__BUTIR TUGAS__:
Tentukan apakah setiap pernyataan berikut sesuai dengan teks tentang Dayak. Jawab ya atau tidak, lalu kutip kata-kata teks yang menentukan jawaban itu. (a) Kata "Dajak" pertama kali muncul pada 1757 dalam monograf kolonial yang ditulis di Banjarmasin. (b) Di Jawa, istilah "sak Ndayak" berarti sedikit sekali. (c) J.A. Von Hogendorff adalah seorang pelaut.

__BACAAN UNTUK DITELAAH__:
________________________________________
Dayak
Ada suku tertentu yang jika anaknya menangis tak kunjung reda, akan diperingatkan, "Awas, nanti datang orang Dayak lho!" Seketika tangis sang anak mereda. Ketakutan yang dibangun dan diwariskan dari cerita-cerita lama ke telinga baru.
Baca Dayak Bukan Berasal dari Yunnan tapi dari Gua Niah
Di Jawa, ada istilah "sak Ndayak". Artinya: banyak sekali. Bagai pasukan perang.
Wajah Dayak hari ini
Tapi lihat mereka sekarang. Dayak hari ini punya harta. Mereka melangkah dengan penuh keyakinan, kepala tengadah. Wangi dengan parfum terbaik, berpakaian rapi.
Dayak naik mobil-mobil yang sama seperti di kota-kota Eropa, di jalan-jalan Amerika. Dan ketika ada perkumpulan keluarga, perayaan adat, barisan mobil yang terparkir bisa mencapai satu kilometer.
Baca FILSAFAT DAYAK Usaha Rasional
Kata “Dajak” pertama kali muncul pada 1757, tersembunyi dalam lembaran monograf kolonial Hindia Belanda, tertulis di Banjarmasin.
Dalam Borneo: Oerwoud in Ondergang, Culturen op Drift (Rijksmuseum voor Volkenkunde, 1986), Jan B. Ave dan Victor T. King menyelipkan nama itu di antara kabut sejarah, sebuah tanda yang nyaris luput, pengakuan yang ragu-ragu atas keberadaan mereka.
Sebuah nama yang beringsut di tepi catatan-catatan lama, terjepit antara laporan kolonial dan kisah pelaut yang tercerai-berai. Jauh sebelum Ave dan King, pada 1757, J.A. Von Hogendorff, seorang penguasa di Banjarmasin, telah menuliskannya.
Tapi apa yang benar-benar ia lihat?
Mungkin hanya bayang-bayang yang bergerak di tepi sungai, suara yang tertelan rimba, atau sekadar sebuah nama yang diucapkan dengan ragu oleh seseorang yang bahkan tak lagi ingat dari mana asalnya.
Mengutip monograf Hogendorff, Ave dan King menulis:
"Naar ons weten was het woord ‘Dajak’ reeds in 1757 aan Nederlanders bekend, getuige het voorkomen van die term in de beschrijving van Banjarmasin door J.A. Hogendorff. Het woord betekent ‘binnenland’.”
Bagi orang Belanda, Dayak berarti pedalaman. Tapi bagi mereka yang membawa nama itu, yang hidup dan bernapas di dalamnya. Dayak adalah sesuatu yang lain —sesuatu yang lebih tua, sesuatu yang tak bisa dijangkau oleh kertas dan tinta.
Membongkar nama yang diberikan
Pernah, dalam bahasa para penjajah, "Dayak" adalah kutukan. Sebuah kisah hantu yang dibisikkan untuk menakuti anak-anak. Sebuah nama yang bukan sekadar merendahkan, tapi juga mengutuk.
________________________________________
__BAHAN TERSEDIA__:
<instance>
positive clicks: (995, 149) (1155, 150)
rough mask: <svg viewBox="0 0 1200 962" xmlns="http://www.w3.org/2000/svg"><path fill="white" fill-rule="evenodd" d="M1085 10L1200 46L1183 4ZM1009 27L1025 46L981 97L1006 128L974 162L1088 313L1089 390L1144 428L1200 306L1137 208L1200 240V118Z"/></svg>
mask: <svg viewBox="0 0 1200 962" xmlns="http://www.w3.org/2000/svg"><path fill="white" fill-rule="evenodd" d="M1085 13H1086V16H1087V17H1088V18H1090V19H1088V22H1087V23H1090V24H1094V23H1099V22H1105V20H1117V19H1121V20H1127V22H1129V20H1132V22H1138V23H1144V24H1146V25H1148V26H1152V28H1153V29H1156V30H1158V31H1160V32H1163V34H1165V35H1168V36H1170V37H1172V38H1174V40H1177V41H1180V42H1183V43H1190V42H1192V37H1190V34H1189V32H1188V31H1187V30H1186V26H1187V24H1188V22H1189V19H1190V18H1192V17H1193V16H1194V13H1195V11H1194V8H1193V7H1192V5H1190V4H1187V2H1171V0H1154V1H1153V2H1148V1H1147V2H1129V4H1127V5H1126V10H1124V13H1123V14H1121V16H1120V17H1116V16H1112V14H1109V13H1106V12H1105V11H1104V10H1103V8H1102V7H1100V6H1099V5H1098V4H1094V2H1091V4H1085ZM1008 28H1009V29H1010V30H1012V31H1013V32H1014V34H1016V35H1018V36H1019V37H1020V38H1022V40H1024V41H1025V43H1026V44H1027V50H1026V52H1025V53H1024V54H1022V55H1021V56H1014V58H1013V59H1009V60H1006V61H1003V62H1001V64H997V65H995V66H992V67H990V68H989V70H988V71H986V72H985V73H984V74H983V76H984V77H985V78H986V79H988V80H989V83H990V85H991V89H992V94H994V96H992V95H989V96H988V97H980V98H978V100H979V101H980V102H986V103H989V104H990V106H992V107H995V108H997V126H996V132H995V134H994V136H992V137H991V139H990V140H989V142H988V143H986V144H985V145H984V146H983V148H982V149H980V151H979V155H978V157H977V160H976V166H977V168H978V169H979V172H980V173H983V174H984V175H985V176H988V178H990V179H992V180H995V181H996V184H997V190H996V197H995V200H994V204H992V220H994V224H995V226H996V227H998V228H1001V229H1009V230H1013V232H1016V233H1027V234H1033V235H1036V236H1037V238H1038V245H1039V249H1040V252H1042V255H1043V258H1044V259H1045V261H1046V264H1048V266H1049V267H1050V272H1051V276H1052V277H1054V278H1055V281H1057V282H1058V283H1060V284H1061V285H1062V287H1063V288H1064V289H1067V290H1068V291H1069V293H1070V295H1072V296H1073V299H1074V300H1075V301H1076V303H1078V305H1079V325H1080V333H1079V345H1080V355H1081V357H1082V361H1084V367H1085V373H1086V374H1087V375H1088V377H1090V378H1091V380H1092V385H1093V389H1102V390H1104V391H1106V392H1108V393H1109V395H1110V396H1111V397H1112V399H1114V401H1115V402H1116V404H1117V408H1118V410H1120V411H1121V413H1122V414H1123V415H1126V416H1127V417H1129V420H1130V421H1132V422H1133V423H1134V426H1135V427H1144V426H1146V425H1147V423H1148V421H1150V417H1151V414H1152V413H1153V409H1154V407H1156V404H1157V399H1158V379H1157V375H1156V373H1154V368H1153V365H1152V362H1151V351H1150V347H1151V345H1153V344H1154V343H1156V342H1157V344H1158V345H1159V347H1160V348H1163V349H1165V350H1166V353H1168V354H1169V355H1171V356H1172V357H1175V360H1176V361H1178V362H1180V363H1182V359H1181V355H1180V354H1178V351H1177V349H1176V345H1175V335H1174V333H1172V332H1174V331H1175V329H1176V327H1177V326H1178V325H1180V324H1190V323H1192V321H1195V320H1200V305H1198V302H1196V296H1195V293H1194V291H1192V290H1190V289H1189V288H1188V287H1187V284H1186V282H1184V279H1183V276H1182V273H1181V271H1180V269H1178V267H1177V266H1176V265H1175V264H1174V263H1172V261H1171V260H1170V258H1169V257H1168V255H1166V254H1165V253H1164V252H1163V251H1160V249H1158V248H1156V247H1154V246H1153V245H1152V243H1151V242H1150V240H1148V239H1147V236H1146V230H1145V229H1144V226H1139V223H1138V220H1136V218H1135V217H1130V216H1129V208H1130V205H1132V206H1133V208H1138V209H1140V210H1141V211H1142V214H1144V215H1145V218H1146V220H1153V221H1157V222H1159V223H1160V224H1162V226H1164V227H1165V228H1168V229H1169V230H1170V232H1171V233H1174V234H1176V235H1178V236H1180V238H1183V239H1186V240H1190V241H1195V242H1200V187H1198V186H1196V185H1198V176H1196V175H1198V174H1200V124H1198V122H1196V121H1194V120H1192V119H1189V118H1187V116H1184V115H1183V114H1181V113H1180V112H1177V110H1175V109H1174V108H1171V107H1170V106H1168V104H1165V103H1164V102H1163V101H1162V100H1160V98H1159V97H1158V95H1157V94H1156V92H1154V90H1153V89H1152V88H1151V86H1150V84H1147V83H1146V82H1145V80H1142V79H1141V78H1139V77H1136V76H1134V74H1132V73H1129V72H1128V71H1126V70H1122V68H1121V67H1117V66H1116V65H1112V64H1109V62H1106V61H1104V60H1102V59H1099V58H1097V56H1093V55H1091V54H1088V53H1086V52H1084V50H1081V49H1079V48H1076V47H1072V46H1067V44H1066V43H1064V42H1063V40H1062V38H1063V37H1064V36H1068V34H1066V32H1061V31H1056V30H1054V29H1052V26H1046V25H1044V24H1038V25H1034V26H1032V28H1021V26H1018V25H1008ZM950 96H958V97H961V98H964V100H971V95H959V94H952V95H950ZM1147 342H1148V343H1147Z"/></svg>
________________________________________
__JAWABAN LATIHAN__:
(a) Ya: "Kata “Dajak” pertama kali muncul pada 1757, tersembunyi dalam lembaran monograf kolonial Hindia Belanda, tertulis di Banjarmasin."
(b) Tidak: "Artinya: banyak sekali."
(c) Tidak: "J.A. Von Hogendorff, seorang penguasa di Banjarmasin"